**Problem description:**
Please quote the article on long-term unemployment word for word, from "The probability that" up to and including "Mr. Katz says.".

**Passage shown:**
What to do about the long-term unemployed?

9/25/09 - Nearly 15 million Americans are jobless, and the number is widely expected to remain high even as the economy slowly begins to recover. Part of the problem many of the unemployed face: the very fact that they have been out of work a long time.

About five million of the jobless are what economists class as "long-term unemployed," people who have been out of work for 27 weeks or more. As challenging as it is for anyone to find a good job in this economy, it can be even harder for people out of work a long time.

Skills atrophy. Demoralization sets in and can become permanent. Some potential employers shy away.

Discouraged, some workers who have spent many months on the sidelines simply fade out of the work force, applying for union pensions or Social Security benefits they didn't intend to take until much later, or trying to get in on other government programs such as Social Security disability benefits.

The probability that a laid-off worker will find a job grows smaller the longer people have been out of work, according to studies in the 1980s by economists Lawrence Katz of Harvard University and Bruce Meyer of the University of Chicago. "Someone unemployed for six months is much less likely to find a job in the next month than someone unemployed for one month," Mr. Katz says.

**Information supplied:**
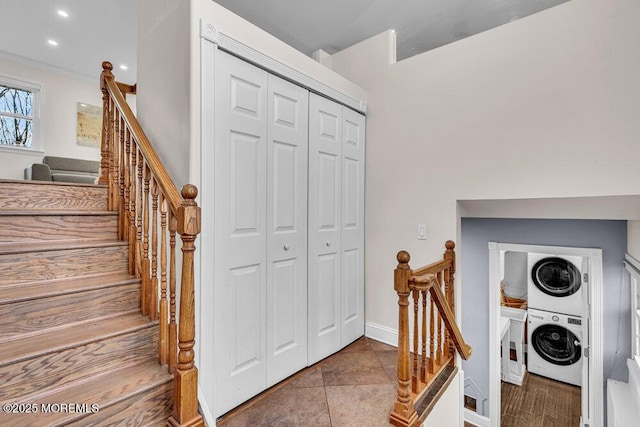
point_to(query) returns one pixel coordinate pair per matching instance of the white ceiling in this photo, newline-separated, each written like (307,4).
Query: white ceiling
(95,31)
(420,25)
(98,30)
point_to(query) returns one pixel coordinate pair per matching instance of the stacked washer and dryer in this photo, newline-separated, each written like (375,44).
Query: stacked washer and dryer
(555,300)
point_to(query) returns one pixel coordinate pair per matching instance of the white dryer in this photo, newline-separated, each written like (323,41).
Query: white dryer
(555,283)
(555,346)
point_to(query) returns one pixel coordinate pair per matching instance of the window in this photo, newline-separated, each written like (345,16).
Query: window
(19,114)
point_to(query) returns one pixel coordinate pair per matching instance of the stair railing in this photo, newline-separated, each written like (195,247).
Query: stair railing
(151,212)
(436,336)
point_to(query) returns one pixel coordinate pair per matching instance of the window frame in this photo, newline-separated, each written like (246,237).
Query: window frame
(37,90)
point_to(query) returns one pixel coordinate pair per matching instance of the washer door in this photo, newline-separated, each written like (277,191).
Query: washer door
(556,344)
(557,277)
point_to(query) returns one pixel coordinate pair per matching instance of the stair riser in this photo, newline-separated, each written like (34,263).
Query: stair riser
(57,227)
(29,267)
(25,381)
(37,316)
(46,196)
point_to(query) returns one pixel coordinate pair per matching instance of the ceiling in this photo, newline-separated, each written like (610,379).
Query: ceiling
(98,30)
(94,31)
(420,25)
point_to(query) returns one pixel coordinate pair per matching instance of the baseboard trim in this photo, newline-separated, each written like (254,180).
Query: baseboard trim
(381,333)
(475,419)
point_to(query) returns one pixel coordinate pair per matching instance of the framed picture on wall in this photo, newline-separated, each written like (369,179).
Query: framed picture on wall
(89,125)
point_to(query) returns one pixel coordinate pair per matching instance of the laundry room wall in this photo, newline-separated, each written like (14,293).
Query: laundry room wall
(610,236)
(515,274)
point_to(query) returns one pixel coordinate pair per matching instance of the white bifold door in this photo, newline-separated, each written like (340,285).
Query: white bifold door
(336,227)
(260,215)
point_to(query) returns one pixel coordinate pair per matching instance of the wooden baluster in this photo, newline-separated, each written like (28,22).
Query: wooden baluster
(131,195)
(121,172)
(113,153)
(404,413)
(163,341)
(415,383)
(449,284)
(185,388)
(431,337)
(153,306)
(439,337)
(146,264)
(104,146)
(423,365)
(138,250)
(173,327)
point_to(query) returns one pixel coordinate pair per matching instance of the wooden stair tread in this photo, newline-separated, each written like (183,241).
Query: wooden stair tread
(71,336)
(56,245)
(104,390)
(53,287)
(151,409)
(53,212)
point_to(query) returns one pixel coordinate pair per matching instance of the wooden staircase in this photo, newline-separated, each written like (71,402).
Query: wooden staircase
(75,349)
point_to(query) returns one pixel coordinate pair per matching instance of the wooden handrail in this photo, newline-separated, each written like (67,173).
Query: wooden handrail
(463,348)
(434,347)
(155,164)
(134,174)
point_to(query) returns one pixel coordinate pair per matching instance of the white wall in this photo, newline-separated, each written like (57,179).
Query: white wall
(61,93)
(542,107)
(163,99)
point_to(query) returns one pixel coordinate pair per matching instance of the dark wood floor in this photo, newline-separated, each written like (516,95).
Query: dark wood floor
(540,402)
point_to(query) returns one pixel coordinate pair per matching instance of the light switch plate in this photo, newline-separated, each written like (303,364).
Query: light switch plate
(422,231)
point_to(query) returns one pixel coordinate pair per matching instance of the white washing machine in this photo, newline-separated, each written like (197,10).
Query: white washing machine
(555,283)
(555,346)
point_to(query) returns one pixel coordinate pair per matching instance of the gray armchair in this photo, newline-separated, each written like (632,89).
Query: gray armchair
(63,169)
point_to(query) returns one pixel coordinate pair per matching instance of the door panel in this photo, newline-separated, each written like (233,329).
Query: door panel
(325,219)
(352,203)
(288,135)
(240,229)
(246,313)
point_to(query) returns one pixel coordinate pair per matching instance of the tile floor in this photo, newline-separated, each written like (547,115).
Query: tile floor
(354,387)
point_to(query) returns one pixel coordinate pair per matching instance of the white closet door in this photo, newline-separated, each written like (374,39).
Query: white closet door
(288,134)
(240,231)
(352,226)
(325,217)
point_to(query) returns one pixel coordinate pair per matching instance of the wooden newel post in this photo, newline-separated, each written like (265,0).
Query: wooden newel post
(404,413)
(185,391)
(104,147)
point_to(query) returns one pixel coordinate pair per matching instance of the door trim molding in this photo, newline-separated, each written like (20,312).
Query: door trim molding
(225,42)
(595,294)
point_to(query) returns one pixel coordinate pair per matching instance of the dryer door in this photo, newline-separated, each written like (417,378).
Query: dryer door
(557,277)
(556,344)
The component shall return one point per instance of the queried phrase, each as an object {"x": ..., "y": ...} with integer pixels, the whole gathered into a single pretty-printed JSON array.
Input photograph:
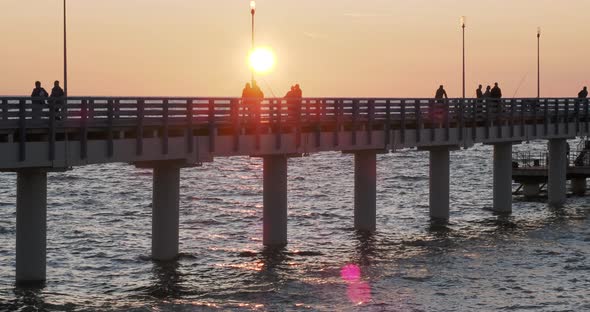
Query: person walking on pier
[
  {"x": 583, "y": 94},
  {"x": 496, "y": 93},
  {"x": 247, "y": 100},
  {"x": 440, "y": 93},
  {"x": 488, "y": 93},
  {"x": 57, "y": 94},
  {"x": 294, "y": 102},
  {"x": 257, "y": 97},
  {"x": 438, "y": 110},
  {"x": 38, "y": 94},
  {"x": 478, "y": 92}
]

...

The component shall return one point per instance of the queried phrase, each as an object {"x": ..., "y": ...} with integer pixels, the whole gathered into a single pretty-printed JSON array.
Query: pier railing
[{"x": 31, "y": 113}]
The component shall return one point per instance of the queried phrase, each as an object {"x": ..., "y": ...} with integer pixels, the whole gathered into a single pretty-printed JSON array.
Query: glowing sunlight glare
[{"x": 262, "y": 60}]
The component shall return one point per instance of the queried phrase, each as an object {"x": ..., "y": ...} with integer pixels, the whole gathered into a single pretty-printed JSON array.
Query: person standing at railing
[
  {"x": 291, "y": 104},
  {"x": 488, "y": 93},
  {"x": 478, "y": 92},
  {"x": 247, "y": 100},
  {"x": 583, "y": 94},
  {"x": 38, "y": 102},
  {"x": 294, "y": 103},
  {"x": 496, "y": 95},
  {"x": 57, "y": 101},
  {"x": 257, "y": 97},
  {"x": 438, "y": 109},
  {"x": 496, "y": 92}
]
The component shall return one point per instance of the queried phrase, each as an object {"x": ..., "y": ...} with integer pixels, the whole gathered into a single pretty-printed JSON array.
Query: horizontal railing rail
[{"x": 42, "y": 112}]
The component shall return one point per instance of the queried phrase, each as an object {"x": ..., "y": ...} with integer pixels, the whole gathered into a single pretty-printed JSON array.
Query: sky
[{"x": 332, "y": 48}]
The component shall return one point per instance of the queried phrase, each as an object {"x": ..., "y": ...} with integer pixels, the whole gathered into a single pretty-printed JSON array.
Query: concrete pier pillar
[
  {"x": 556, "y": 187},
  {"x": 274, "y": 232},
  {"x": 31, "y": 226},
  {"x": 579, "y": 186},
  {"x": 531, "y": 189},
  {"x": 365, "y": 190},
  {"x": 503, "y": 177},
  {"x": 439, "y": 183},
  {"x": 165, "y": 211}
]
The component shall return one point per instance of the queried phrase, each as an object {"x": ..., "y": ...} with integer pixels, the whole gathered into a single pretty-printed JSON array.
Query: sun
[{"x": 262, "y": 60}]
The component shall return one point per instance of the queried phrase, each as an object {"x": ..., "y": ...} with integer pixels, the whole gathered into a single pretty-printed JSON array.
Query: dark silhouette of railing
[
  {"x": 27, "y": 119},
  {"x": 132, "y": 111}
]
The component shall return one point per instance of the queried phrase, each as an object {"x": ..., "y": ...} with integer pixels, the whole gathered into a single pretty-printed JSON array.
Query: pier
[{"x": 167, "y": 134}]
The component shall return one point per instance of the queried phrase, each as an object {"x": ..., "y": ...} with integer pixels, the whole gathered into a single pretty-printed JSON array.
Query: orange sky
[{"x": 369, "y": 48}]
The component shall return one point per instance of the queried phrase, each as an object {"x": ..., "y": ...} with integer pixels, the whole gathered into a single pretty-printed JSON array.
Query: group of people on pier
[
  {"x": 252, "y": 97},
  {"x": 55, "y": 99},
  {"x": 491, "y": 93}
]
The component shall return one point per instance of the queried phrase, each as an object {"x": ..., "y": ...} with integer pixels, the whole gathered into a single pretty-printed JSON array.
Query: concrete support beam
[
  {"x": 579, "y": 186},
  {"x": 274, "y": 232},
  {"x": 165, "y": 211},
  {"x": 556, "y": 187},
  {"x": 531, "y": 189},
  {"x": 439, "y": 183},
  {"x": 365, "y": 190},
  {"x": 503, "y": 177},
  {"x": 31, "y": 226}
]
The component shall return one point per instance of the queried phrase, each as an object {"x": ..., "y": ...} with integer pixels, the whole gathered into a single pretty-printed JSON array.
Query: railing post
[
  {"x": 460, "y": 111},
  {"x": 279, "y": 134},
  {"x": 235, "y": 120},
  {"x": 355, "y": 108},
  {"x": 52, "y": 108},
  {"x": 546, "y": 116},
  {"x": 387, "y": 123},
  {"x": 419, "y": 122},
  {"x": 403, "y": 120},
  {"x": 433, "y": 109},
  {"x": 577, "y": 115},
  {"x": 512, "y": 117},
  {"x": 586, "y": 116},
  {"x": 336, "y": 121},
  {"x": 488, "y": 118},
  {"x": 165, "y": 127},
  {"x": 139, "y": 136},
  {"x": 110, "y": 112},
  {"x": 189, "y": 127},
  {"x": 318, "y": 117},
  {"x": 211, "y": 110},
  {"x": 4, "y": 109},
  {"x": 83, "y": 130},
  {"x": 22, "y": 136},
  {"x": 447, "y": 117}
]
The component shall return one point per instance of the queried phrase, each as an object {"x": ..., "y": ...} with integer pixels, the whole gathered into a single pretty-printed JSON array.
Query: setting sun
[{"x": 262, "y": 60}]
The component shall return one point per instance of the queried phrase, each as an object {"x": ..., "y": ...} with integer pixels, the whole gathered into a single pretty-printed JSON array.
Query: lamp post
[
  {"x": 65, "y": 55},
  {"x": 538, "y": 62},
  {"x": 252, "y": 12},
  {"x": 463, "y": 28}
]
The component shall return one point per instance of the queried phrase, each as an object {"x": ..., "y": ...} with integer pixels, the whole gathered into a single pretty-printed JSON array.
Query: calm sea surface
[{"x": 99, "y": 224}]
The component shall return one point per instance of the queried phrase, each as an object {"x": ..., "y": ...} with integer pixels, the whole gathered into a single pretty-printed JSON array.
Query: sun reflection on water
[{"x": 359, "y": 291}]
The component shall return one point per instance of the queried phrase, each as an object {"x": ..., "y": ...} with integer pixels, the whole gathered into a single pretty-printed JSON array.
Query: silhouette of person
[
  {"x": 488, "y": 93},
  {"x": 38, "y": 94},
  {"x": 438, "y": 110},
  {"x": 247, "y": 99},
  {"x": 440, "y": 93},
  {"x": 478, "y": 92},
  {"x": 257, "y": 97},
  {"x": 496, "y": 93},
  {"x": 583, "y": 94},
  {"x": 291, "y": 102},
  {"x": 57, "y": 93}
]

**Answer to this task:**
The probability that a laid-off worker will find a job grows smaller the longer people have been out of work, according to studies in the 1980s by economists Lawrence Katz of Harvard University and Bruce Meyer of the University of Chicago. "Someone unemployed for six months is much less likely to find a job in the next month than someone unemployed for one month," Mr. Katz says.